Records contained in a dataset
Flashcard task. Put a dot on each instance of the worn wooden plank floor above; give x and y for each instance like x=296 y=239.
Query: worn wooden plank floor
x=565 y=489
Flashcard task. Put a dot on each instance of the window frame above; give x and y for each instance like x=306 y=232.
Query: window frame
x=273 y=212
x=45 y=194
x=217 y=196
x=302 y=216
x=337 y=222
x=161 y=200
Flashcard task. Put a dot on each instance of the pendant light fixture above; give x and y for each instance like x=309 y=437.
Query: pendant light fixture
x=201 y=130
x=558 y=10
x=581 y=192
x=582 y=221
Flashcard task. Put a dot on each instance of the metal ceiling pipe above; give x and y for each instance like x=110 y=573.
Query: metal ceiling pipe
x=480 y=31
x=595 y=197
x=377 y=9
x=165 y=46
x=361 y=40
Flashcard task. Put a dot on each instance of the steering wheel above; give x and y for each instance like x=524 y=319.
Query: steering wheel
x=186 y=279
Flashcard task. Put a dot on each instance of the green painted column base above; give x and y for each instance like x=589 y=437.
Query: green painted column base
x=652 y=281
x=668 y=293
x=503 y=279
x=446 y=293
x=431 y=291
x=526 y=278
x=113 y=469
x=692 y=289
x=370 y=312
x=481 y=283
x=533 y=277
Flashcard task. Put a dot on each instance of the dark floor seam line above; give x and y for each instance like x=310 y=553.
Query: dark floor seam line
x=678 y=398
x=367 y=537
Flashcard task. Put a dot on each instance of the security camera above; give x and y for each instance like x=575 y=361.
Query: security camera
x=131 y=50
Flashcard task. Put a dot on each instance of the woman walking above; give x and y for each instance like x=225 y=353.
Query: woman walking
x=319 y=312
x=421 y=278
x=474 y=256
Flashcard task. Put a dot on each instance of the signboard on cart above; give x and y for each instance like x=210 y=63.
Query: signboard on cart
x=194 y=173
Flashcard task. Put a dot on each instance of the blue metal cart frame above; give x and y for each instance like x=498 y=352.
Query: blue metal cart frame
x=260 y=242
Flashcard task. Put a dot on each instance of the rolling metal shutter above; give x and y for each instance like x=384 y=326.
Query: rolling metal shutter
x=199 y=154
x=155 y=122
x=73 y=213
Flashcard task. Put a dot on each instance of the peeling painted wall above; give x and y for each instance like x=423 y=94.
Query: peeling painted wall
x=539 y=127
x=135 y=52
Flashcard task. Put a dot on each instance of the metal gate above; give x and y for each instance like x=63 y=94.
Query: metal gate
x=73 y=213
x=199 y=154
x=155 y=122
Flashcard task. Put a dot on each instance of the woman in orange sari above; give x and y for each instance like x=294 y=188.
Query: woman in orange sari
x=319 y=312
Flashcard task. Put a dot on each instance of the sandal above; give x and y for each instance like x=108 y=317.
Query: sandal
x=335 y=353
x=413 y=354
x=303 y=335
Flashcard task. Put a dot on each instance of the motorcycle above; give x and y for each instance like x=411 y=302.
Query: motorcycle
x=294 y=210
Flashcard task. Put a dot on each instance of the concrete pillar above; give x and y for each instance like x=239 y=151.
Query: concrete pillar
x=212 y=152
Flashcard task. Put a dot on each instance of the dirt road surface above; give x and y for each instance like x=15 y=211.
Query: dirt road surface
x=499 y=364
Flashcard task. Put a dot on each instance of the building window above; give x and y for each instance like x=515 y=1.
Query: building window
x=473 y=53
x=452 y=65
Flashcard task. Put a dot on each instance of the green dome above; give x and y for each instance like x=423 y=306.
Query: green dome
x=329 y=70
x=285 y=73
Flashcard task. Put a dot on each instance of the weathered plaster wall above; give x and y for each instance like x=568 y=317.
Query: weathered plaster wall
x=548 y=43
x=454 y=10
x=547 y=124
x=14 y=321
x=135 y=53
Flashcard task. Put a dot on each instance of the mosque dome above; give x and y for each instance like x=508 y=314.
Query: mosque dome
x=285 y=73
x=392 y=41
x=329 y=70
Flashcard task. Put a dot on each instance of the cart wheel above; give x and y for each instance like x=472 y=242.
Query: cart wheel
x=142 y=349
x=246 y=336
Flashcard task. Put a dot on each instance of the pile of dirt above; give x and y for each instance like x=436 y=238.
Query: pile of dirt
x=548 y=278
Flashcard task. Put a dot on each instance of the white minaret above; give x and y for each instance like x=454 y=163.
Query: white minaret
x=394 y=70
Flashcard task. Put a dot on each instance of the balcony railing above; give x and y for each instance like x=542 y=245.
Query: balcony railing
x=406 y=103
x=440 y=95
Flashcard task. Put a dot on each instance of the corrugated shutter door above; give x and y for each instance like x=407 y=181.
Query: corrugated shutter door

▶ Work instructions:
Pull out each record as written and restate it exactly.

▶ Expected output:
Flashcard task. Put a dot on each instance of the worn wooden plank floor above; give x and y for each instance like x=296 y=239.
Query: worn wooden plank floor
x=565 y=489
Flashcard task. Put a dot on each instance of the window frame above; give x and y for each instance like x=306 y=232.
Query: window frame
x=273 y=212
x=45 y=194
x=217 y=196
x=302 y=216
x=337 y=222
x=161 y=200
Flashcard task. Put a dot on each instance of the pendant light fixture above; give x and y for each instance like x=309 y=437.
Query: pendant light fixture
x=201 y=130
x=558 y=10
x=581 y=192
x=582 y=221
Flashcard task. Put a dot on each instance of the metal ceiling pipe above; give x and y for each instance like x=110 y=573.
Query: metal ceiling pipe
x=480 y=31
x=595 y=197
x=377 y=9
x=165 y=46
x=361 y=40
Flashcard task. Put a dot on each instance of the steering wheel above; give x and y for each instance like x=524 y=319.
Query: steering wheel
x=186 y=279
Flashcard task. Put a dot on each instance of the green painted column base above; give x and y for each instance like x=589 y=437.
Query: green painted column base
x=652 y=281
x=668 y=293
x=503 y=279
x=446 y=293
x=431 y=291
x=526 y=278
x=113 y=469
x=692 y=289
x=370 y=312
x=481 y=283
x=533 y=277
Flashcard task. Put a dot on each instance of the dark floor seam line above; give x and y for each instance like x=310 y=553.
Query: dark floor seam line
x=678 y=398
x=367 y=537
Flashcard task. Put a dot on each instance of the security camera above; give x and y for each instance like x=575 y=361.
Query: security camera
x=131 y=50
Flashcard task. Put a dot on each instance of the woman walking above; give x and y for each instance like x=225 y=353.
Query: woman walking
x=319 y=312
x=421 y=278
x=474 y=256
Flashcard task. Put a dot on each instance of the signboard on cart above; give x and y for each instance like x=210 y=63.
Query: signboard on cart
x=194 y=173
Flashcard task. Put a dot on each instance of the blue metal cart frame above; give x and y for each instance like x=498 y=352.
Query: blue metal cart frame
x=260 y=242
Flashcard task. Put a dot on each instance of the rolling metal shutter above; give x and y for each instance like x=384 y=326.
Query: rolling metal shutter
x=199 y=154
x=155 y=122
x=73 y=213
Flashcard task. Put a dot on each instance of the peeling painted wall above; give x and y for each instance like x=423 y=94.
Query: peeling painted wall
x=539 y=127
x=135 y=52
Flashcard task. Put a dot on each instance of the metal gate above; give x and y for each instance like x=63 y=94.
Query: metal gate
x=73 y=213
x=199 y=154
x=155 y=122
Flashcard task. Put a dot on each instance of the woman in orange sari above; give x and y for each instance like x=294 y=188.
Query: woman in orange sari
x=319 y=312
Flashcard task. Put a dot on each instance of the sandal above; give x and y for each instance like x=108 y=317.
Query: sandal
x=335 y=353
x=413 y=354
x=303 y=335
Flashcard task. Put a dot on each instance of the motorcycle above; give x and y for each instance like x=411 y=302.
Query: motorcycle
x=294 y=210
Flashcard task. Put a dot on each instance of the concrete pillar above; give x and y for each instance like x=239 y=151.
Query: concrete pillar
x=212 y=152
Flashcard task. Put a dot on each instance of the dirt road surface above; give x and y for each instance like x=15 y=211.
Query: dirt road surface
x=499 y=364
Flashcard task. Put a dot on each instance of the building window above; give x and y for each instance like x=515 y=1.
Query: building window
x=473 y=53
x=452 y=65
Flashcard task. Put a dot on each instance of the green dome above; give x and y for each instance like x=423 y=306.
Query: green dome
x=329 y=70
x=285 y=73
Flashcard task. Put a dot on each instance of the weathered plaster wall above; give x and y for each instance like x=568 y=317.
Query: weathered plaster wall
x=548 y=43
x=454 y=10
x=547 y=124
x=14 y=321
x=135 y=53
Flashcard task. Put a dot on each instance of the mosque dome above; give x and y for each instance like x=508 y=314.
Query: mosque dome
x=285 y=73
x=392 y=41
x=329 y=70
Flashcard task. Put a dot on each instance of the cart wheel above; give x and y for each instance like x=472 y=242.
Query: cart wheel
x=142 y=349
x=246 y=336
Flashcard task. Put a dot on each instance of the pile of dirt above; give x and y for each instance like x=436 y=238.
Query: pile of dirt
x=548 y=278
Flashcard task. Put a dot on each instance of the white minaret above; give x and y for each instance like x=454 y=163.
Query: white minaret
x=394 y=70
Flashcard task. Put a dot on each instance of the balcony railing above; give x and y for each instance like x=542 y=245.
Query: balcony railing
x=406 y=103
x=440 y=95
Flashcard task. Put a dot on each instance of the corrugated shutter door above; give x and y for each instance like x=407 y=181.
Query: corrugated shutter door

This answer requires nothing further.